DATA FOR THIS EXERCISE -

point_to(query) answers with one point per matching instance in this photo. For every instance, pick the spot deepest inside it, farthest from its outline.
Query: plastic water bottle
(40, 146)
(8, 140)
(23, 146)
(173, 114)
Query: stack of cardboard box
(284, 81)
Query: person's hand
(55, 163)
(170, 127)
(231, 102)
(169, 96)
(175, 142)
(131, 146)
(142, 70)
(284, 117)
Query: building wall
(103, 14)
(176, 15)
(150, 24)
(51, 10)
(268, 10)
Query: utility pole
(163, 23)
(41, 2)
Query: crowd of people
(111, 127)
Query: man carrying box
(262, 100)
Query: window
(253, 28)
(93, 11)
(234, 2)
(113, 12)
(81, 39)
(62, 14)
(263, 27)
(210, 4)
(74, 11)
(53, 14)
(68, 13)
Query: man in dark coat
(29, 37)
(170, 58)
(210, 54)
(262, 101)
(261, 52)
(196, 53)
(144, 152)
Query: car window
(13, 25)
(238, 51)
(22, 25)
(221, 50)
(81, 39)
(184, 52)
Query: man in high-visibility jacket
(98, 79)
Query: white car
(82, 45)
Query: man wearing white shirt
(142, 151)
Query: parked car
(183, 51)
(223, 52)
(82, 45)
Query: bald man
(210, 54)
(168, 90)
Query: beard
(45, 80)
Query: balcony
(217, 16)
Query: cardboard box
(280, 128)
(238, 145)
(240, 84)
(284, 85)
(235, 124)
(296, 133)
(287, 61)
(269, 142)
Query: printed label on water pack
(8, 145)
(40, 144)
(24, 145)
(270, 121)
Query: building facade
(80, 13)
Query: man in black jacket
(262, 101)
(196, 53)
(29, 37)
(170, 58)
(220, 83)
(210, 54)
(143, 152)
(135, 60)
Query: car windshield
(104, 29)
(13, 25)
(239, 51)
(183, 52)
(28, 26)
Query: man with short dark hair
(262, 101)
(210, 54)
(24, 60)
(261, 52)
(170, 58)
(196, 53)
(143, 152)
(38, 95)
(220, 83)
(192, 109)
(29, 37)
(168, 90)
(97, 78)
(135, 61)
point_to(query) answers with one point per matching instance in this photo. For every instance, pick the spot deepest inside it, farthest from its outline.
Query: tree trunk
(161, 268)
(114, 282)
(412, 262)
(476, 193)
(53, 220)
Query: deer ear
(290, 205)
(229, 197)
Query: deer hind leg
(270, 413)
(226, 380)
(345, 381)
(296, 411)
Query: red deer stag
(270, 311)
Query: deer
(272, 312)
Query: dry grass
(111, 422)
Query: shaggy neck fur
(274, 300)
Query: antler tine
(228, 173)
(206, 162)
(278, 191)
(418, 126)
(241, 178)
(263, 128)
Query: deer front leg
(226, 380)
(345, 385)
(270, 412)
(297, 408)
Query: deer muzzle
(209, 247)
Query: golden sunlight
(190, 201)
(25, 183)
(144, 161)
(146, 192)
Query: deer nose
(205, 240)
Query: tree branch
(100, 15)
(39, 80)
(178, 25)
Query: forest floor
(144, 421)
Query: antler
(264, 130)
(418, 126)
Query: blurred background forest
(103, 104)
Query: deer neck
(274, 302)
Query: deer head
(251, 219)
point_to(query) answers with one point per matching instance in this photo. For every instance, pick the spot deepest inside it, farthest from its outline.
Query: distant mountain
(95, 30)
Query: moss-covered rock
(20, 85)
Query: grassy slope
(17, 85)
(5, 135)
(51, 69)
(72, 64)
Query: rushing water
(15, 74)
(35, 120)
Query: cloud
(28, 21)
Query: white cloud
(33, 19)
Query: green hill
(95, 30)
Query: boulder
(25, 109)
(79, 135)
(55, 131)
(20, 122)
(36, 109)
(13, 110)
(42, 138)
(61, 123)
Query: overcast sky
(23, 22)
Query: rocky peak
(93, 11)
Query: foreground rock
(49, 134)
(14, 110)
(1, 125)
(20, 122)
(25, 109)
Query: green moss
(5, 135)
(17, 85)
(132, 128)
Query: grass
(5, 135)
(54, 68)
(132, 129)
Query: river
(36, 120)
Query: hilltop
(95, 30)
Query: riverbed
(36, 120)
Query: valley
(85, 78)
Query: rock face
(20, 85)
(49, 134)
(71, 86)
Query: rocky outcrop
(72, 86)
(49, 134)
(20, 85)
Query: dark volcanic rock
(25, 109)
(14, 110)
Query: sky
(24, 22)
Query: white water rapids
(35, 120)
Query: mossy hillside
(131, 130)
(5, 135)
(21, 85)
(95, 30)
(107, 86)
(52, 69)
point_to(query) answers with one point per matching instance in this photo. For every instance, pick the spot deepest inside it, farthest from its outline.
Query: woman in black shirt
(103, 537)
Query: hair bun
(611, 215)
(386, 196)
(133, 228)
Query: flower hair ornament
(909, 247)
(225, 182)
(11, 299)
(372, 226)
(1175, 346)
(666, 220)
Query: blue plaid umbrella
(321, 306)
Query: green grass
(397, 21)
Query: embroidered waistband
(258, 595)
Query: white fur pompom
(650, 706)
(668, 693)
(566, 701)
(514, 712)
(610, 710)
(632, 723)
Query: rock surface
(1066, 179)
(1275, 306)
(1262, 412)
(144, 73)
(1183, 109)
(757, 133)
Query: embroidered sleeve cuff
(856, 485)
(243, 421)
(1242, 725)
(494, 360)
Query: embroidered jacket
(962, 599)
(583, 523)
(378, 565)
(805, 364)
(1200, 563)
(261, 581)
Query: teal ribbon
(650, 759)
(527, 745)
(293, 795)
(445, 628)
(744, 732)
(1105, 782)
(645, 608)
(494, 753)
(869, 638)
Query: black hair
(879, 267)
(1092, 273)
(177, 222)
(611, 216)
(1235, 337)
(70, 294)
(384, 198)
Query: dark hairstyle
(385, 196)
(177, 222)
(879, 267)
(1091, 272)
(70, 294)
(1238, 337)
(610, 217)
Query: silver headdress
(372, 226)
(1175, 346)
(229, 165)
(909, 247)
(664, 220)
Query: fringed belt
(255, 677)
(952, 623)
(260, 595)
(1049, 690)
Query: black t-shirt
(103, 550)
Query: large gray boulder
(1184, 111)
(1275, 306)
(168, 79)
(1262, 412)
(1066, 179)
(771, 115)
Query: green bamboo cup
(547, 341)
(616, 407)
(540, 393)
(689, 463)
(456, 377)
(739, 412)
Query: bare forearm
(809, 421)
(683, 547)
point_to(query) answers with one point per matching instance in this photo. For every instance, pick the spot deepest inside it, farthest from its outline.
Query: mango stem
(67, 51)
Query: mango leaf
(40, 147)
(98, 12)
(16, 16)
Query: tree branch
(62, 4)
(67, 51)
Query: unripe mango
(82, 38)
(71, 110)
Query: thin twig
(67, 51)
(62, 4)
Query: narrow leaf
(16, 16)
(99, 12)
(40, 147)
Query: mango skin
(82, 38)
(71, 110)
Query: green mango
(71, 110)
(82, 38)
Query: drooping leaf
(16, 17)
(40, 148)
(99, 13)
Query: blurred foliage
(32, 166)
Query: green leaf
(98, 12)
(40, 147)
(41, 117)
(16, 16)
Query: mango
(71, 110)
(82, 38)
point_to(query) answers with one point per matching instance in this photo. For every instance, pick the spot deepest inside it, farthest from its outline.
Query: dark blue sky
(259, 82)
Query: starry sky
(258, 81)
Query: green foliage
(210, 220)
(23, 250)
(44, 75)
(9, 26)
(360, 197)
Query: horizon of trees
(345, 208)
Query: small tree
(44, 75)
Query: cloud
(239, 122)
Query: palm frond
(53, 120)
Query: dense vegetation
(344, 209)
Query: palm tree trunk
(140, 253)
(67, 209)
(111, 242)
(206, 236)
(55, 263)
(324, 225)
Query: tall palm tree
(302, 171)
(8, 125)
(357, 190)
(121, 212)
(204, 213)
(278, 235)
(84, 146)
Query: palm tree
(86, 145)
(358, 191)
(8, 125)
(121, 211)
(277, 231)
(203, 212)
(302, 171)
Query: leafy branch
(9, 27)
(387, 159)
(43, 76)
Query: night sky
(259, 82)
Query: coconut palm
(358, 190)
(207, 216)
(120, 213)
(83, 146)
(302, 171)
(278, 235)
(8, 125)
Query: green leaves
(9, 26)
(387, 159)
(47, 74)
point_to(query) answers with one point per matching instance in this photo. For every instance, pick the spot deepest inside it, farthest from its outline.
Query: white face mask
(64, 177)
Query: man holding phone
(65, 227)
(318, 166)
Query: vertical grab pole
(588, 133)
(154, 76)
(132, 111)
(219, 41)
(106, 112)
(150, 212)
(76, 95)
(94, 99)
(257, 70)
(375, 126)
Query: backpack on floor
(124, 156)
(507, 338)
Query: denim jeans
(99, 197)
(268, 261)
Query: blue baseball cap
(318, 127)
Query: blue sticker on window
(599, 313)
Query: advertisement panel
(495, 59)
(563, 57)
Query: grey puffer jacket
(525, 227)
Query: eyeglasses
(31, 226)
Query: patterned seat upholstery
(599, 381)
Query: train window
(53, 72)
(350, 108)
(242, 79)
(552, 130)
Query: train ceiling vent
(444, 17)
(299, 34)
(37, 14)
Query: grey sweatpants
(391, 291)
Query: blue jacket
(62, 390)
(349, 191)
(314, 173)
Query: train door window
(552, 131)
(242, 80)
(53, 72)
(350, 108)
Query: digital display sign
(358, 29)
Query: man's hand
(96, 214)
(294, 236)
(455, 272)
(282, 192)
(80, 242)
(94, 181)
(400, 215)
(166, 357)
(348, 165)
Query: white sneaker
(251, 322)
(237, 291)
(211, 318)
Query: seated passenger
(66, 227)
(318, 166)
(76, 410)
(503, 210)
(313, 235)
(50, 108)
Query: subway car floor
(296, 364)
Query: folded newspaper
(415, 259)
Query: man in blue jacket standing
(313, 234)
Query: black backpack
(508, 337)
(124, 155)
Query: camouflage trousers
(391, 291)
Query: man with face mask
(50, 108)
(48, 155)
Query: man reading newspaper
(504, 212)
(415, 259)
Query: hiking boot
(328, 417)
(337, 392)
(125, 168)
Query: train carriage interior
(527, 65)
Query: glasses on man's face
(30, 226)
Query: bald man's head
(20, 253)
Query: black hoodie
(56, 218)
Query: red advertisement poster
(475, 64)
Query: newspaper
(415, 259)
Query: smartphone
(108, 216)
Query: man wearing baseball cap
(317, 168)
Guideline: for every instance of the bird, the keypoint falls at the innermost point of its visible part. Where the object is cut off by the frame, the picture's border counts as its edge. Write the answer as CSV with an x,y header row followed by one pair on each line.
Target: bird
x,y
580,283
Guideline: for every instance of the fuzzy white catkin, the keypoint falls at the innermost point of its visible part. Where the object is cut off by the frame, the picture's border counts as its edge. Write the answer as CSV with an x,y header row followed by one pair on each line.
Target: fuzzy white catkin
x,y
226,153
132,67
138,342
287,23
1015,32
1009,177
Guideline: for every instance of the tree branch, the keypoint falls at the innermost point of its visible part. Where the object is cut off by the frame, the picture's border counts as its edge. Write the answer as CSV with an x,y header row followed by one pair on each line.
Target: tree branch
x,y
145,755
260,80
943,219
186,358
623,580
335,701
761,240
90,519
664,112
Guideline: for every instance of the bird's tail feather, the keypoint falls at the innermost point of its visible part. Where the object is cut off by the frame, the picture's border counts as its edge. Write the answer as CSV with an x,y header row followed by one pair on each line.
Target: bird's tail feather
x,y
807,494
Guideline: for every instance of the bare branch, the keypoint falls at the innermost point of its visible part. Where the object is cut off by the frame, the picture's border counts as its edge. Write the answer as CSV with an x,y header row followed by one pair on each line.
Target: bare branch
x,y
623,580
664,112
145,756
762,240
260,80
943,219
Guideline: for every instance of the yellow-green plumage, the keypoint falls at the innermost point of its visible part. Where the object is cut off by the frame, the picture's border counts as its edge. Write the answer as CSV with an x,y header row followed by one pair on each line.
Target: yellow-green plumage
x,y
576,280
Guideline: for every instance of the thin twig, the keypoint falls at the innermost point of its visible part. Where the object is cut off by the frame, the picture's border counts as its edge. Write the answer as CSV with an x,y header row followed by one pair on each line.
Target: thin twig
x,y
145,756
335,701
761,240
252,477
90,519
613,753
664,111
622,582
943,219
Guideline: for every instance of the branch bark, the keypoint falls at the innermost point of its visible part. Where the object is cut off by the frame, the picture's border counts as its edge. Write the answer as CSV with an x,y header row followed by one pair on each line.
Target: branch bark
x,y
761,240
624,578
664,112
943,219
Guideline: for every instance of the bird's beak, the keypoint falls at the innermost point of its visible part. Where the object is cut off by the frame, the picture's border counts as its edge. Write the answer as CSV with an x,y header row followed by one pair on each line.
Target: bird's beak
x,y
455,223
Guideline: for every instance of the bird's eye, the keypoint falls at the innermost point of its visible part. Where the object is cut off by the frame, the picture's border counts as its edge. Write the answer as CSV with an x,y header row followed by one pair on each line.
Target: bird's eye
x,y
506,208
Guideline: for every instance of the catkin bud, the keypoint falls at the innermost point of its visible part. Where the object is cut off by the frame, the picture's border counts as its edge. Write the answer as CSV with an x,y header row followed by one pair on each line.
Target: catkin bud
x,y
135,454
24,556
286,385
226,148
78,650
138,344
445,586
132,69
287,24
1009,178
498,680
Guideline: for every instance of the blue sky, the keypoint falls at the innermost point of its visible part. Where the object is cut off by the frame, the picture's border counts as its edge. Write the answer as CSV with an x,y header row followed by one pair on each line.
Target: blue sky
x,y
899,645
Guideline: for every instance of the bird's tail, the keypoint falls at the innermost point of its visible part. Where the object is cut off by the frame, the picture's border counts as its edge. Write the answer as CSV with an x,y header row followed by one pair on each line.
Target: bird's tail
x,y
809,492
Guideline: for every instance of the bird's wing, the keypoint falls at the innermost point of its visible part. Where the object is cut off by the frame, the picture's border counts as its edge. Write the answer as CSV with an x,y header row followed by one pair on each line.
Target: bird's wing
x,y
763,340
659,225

WORK ITEM -
Using the entries shown above, reproduce verbatim the lines from the line bearing "Target: bird's tail feather" to the line bearing "Guideline: for every instance of the branch", inclusive.

TASK ANSWER -
Target: bird's tail feather
x,y
807,494
Guideline: for every instance of the bare branch, the keypoint falls at the innermost point of its visible part. Where the object is cut off by the frame, the picture's border counts as its edge. Write the answer as CSV with an x,y header row followed by one pair on each line.
Target: bare branch
x,y
623,580
664,112
145,756
762,240
260,80
943,219
Guideline: for every instance of the yellow-green plumage, the keypoint falls at the innermost point of its visible part. Where the object is cut off by the frame, the picture's border counts as its edge. Write the answer as CSV with an x,y header row followed by one pair on each line.
Target: yellow-green plumage
x,y
576,280
Guideline: for every instance of the thin twig, the keypoint falls at the innermost point of its visible part. Where the object is cut off by the frame, the picture's border counts as its edge. Write the answer as CSV with an x,y header row followed by one pair on each line.
Target: thin twig
x,y
145,756
335,701
761,240
252,477
90,519
613,753
664,111
622,582
943,219
Guideline: for every instance of the branch bark, the keypoint falls at the innermost point of its visible part. Where the object is cut off by the frame, the picture's border counts as its edge. Write the answer as CSV with an x,y header row followed by one pair on each line.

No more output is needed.